Transcript levels in margin are related to the levels of both, methylation and hydroxymethylation in promoters (Fig. 2c, d). The transcript levels are low at genes whose promoters have a high level of 5mC but a low level of 5hmC (sector 3, Fig. 2c). When 5hmC is high and 5mC is low (sector 2, Fig. 2c) transcript levels are high. This fits a model where 5mC marks silent promoters, while 5hmC and C mark active or poised promoters (Fig. 2d).22 Interestingly, even when 5mC is high and 5hmC levels shift from low to high (sectors 3 to 4, Fig. 2c), the expression is increased. Quantitative analysis of mRNA levels revealed that 8141 genes (24%) were differentially expressed (logFC > 2 or logFC < −2) between the margin and tumour (Supplementary Fig 2) with Fig. 2e highlighting expression levels of the top ten most differentially hydroxymethylated promoters.

Patterns of genomic variations

We analysed the mutational landscape by identifying single nucleotide variants (SNVs) in tumour and margin using the blood sample as a reference. Although we identified 8169 SNVs in the tumour (Fig. 3a), the margin appeared genetically normal when compared to blood (Supplementary Fig. 3). About 50% of all SNVs in the tumour were C to T changes (or G to A, opposite strand), most often in NpCpG contexts, corresponding to the mutational signature 1A as described in Alexandrov et al. (Fig. 3b), though we did not observe any kataegis formation.23 SNVs identified within the coding region of several cancer genes suggest aberrations of the RTK–RAS–PI3K signalling (mutations in PTEN, PIK3R6, and NF1) and MYC signalling pathways (SMARCB1 and LZTR1), and have been recently described in a genomic characterisation of IDH(+) glioma patients.24 Additionally, complex patterns of somatic structural variants were characteristic of the tumour (Fig. 3c). We observed many translocation and inversion events with additional copy number gains in chromosomes 7, 17, and 20, and copy number losses in chromosomes 1, 6, 9, 10, 11, 18, and 22. Notably, the epigenetic modifiers TET1 (chromosome 10) and DNMT1/3B (chromosomes 19 and 20) were haploid and polyploid in tumour respectively, which suggests a connection between the observed hypermethylation (DNMT polyploidy) and 5hmC loss (diminished TET function) in the tumour.
+-------+
## Set of tasks
1/ In the tumour-and-margin excerpt, why do the authors link the tumour's hypermethylation to its loss of 5hmC? Answer in one to three sentences.
2/ Decide whether each statement agrees with the tumour-and-margin excerpt. Give yes or no, and quote the words of the excerpt that decide it.
(a) The margin carried more single nucleotide variants than the tumour.
(b) Kataegis formation was observed in the tumour.
(c) Transcript levels are high when 5hmC is high and 5mC is low.
Rely only on the tumour-and-margin excerpt when answering.
+-------+
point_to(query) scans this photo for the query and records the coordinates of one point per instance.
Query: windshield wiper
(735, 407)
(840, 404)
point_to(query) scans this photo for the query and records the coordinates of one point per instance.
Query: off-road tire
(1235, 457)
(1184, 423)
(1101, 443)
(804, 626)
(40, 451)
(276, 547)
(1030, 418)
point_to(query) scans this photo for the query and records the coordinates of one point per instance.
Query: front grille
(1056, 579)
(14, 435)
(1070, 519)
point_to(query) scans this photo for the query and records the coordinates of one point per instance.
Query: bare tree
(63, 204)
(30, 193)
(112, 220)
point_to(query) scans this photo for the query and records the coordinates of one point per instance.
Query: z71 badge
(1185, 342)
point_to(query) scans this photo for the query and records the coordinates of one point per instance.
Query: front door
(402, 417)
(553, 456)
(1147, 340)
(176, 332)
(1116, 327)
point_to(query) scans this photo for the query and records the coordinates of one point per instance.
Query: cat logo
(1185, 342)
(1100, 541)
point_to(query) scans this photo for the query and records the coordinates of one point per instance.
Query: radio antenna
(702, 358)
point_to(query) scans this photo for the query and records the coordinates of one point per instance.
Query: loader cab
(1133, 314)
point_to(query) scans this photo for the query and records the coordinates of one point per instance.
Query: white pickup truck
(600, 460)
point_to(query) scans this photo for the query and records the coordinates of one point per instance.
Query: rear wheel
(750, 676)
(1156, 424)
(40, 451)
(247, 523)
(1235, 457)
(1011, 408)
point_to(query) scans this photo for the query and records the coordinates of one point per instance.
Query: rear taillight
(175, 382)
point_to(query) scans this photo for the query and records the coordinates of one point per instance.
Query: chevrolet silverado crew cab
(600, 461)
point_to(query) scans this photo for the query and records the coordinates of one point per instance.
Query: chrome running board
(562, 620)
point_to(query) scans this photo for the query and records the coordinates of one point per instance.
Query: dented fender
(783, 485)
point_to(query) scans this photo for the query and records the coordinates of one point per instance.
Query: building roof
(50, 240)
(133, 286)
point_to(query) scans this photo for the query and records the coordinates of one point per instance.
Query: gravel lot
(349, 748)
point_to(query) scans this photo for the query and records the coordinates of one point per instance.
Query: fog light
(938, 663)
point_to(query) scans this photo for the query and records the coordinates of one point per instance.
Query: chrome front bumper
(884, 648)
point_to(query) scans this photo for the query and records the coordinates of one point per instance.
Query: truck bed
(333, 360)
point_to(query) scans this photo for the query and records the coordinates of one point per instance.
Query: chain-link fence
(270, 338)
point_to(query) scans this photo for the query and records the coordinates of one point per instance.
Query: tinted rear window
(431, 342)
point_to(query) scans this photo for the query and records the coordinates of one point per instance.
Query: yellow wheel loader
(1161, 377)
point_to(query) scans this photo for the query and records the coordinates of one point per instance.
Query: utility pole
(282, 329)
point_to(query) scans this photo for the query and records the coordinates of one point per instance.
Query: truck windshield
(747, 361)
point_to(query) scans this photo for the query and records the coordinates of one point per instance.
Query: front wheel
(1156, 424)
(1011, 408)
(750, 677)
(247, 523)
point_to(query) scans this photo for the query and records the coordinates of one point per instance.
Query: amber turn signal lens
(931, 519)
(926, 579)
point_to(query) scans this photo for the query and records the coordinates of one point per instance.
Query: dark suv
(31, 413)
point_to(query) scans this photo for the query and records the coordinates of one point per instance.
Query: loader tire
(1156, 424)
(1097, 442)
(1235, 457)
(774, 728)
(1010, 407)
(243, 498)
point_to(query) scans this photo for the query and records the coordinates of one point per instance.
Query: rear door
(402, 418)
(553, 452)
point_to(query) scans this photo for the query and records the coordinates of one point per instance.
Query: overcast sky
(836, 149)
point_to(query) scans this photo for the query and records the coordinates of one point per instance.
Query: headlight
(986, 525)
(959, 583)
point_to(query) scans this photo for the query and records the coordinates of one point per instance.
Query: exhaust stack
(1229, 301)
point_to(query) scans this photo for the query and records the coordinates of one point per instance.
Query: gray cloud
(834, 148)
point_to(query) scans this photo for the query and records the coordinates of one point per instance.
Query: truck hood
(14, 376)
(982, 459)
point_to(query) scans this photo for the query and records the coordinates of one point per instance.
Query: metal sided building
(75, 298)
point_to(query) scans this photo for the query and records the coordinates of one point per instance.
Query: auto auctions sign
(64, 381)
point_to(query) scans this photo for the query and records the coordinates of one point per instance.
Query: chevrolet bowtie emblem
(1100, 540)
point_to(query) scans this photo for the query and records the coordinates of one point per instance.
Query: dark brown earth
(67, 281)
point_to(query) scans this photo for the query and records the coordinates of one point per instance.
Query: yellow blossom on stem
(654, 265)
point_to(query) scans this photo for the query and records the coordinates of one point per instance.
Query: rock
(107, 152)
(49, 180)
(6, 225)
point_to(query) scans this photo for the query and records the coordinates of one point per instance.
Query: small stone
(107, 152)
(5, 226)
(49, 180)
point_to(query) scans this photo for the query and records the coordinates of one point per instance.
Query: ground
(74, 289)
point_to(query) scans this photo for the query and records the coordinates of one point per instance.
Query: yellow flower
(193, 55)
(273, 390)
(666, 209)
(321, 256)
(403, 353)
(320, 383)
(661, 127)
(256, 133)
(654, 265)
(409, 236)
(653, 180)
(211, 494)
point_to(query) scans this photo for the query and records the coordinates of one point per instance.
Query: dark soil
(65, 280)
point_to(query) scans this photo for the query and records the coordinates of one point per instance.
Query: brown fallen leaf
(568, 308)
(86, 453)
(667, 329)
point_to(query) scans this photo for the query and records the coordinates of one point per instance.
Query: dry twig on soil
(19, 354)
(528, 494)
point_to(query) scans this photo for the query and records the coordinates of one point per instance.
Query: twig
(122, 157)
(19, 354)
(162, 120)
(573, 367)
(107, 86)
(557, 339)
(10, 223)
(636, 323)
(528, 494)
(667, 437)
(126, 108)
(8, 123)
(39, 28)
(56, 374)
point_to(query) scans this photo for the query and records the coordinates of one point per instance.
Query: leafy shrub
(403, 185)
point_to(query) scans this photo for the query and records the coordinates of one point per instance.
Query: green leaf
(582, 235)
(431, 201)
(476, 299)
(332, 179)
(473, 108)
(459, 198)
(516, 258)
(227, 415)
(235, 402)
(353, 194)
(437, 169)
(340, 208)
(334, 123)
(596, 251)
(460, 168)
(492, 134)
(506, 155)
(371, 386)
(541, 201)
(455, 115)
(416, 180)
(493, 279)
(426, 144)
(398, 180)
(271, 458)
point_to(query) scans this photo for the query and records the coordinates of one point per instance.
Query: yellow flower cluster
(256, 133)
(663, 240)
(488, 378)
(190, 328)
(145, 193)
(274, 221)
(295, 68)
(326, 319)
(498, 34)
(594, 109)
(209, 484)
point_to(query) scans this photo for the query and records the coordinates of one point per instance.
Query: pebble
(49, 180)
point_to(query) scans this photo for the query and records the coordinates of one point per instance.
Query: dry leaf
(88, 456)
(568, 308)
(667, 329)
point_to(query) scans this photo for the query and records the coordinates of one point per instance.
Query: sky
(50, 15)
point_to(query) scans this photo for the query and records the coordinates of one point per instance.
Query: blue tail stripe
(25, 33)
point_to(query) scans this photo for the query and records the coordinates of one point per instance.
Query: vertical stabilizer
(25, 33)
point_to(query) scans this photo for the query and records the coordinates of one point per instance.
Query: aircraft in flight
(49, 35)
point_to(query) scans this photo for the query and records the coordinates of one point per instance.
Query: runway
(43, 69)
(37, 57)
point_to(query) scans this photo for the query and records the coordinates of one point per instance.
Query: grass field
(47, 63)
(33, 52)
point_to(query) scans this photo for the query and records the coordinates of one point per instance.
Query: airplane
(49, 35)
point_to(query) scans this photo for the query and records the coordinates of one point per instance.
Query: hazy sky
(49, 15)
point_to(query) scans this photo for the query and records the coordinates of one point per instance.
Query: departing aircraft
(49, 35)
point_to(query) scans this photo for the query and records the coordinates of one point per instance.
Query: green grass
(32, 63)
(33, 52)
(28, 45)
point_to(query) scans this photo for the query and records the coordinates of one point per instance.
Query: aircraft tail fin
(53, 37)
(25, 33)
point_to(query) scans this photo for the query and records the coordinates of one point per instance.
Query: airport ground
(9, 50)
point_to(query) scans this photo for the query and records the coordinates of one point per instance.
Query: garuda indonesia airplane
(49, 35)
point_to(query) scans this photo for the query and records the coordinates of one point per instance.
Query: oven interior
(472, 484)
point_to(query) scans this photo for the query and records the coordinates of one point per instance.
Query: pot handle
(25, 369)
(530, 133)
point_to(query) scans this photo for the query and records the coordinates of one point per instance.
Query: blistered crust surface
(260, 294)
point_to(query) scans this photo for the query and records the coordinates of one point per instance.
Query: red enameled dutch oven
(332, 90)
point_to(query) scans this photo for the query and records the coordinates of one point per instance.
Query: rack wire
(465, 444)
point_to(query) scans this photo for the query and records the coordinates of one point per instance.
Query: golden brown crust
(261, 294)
+-------+
## Expected outputs
1/ The epigenetic modifiers had altered copy numbers in the tumour. DNMT1/3B (chromosomes 19 and 20) were polyploid, which the authors connect to hypermethylation. TET1 (chromosome 10) was haploid, which they connect to diminished TET function and therefore 5hmC loss.

2/
(a) No: "the margin appeared genetically normal when compared to blood"
(b) No: "though we did not observe any kataegis formation"
(c) Yes: "When 5hmC is high and 5mC is low (sector 2, Fig. 2c) transcript levels are high"